● Written exercise 1
Show every line of the listing that contains the word "background". Case counts.

● Supplied passage
Citrus skins can be a problem in wormeries and to a lesser extent compost bins if, as in my household, you get through quite a few. Here are three alternative things you can do with citrus skins:
1. Turn them into firelighters.
This was a trick I learned off the wonderful Jack Monroe's Instagram feed. If you have halved lemons left over after they've been tested and juiced, stick them in an old baking tray in the bottom of the oven when you next use it until they turn black and hard - then use them just as you would firelighters, either in a fireplace or on a barbecue. I haven't tried it with other citrus but can't see why they wouldn't work just as well.
2. Use them as slug traps.
A grapefruit half placed cut-side down can be a great slug lure - in the morning, pick them up and dispose of your catch however you see fit. I have found this works best on moist soil.
3. Mulch acid-loving plants with them.

● Material
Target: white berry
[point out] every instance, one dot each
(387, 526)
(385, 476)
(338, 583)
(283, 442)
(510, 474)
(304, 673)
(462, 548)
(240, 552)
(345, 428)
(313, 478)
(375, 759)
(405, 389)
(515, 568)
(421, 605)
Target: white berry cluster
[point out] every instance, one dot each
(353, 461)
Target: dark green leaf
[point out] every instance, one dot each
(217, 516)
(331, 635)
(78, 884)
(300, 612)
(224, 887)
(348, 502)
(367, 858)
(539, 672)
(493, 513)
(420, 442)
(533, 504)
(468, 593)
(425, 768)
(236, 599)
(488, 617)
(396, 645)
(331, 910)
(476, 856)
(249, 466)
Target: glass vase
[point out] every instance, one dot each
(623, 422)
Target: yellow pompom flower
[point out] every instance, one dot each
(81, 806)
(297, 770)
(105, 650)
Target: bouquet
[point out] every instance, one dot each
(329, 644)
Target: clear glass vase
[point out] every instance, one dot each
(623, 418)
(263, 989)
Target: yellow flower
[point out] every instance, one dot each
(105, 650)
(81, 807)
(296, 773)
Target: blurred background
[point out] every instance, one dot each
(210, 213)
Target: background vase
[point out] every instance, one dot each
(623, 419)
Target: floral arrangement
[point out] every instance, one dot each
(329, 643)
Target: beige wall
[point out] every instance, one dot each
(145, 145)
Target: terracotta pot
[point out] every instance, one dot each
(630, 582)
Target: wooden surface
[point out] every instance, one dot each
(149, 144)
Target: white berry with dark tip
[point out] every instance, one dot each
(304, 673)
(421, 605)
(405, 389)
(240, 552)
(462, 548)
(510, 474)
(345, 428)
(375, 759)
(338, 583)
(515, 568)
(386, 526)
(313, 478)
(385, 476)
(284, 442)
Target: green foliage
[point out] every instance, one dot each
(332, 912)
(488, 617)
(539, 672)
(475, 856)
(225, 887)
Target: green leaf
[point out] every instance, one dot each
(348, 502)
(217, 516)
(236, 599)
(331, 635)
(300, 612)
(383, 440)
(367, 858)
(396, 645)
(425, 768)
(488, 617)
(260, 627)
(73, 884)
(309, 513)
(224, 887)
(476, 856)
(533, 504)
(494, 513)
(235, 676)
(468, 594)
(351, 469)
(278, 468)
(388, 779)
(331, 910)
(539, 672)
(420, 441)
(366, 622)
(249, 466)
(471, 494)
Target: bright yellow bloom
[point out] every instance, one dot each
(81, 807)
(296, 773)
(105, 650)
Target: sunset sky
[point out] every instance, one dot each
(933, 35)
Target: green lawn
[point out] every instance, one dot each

* * *

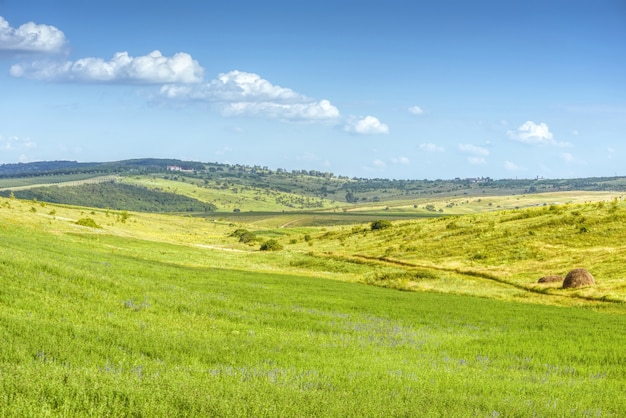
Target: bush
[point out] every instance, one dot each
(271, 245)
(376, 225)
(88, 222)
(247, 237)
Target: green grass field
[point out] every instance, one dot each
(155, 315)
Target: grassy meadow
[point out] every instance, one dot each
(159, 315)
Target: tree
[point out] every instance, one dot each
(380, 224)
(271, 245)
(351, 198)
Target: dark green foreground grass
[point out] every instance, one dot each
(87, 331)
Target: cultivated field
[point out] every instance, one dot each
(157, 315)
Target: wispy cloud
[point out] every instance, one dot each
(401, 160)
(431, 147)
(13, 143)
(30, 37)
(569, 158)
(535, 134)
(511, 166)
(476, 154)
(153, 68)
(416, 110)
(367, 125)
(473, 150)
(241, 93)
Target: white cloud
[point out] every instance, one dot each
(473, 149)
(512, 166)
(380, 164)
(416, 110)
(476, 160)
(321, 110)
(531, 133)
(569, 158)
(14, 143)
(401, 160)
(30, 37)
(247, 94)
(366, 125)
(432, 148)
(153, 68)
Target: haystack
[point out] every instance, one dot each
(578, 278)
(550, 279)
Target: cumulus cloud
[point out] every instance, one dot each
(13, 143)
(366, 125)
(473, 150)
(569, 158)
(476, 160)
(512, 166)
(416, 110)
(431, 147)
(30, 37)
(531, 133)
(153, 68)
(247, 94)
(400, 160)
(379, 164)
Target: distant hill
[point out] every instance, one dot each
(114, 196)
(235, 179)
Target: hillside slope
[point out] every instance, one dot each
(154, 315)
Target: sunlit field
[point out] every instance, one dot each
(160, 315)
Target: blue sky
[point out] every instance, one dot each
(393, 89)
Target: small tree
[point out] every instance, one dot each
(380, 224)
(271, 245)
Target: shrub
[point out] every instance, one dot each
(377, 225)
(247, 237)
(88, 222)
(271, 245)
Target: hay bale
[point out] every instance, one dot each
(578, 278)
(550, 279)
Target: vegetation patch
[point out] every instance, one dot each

● Written exercise 2
Supply the next part of the piece on uses for citrus skins, picking up right after its final line.

● Exercise response 1
Target: blurred background
Target: background vase

● Exercise response 2
I have never heard or seen anyone else do this, but I place grapefruit skins on top of the compost around my potted blueberries, on the basis that they will appreciate any raise in acidity they bring, and also help to keep the soil moist - crucial for good fruiting. Top with a further layer of spent compost if you find fruit flies become a problem.
Or just add them to your compost heap, following my advice above about cutting into them a bit.
Now, people get all overheated about this, but it's mostly not a problem to add citrus to the heap. If you have a juicer and are getting through a dozen fruits a day, maybe yes it's an issue, but otherwise, provided you balance it up with other non-acidic stuff, citrus is not usually a problem. The local mice have found it makes a fabulous nest for their babies, which was, I admit, super-cute.